WHAT YOU HAVE TO DO
Faithfully repeat all of the records, as they are written below.

SUPPLIED ENTRIES
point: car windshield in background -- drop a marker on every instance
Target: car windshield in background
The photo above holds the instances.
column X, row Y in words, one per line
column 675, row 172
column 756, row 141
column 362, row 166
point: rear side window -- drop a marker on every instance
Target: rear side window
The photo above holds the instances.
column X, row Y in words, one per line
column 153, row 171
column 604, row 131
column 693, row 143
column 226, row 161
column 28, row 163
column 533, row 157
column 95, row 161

RESULT FOR THIS EXERCISE
point: car windshield in background -- drop a marker on every instance
Target: car windshield in background
The photo above holds the instances.
column X, row Y in words, one per line
column 675, row 172
column 756, row 141
column 362, row 166
point: rear side window -- drop a marker on every instance
Target: rear side window
The photo above holds the instances.
column X, row Y in words, one per line
column 153, row 171
column 604, row 131
column 693, row 143
column 226, row 161
column 28, row 163
column 533, row 157
column 95, row 161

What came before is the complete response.